** DATA SUPPLIED **
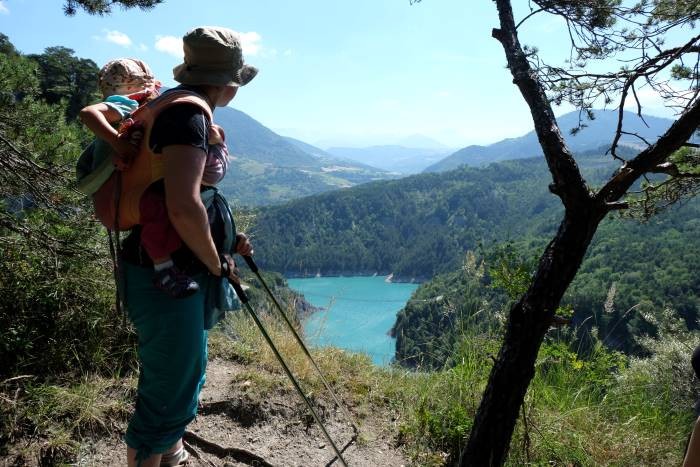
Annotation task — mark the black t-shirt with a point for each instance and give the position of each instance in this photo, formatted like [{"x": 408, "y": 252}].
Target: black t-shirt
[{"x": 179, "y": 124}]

...

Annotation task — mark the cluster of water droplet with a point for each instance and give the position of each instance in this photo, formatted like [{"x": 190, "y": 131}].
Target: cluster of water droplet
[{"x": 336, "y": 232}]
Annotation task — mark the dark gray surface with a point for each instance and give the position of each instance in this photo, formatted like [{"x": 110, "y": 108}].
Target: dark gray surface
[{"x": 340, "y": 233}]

** TASK PROMPT **
Whenever the word "Annotation" shows up in a line, that line counts. Say how many lines of the data count, giving the number alone.

** OUTPUT **
3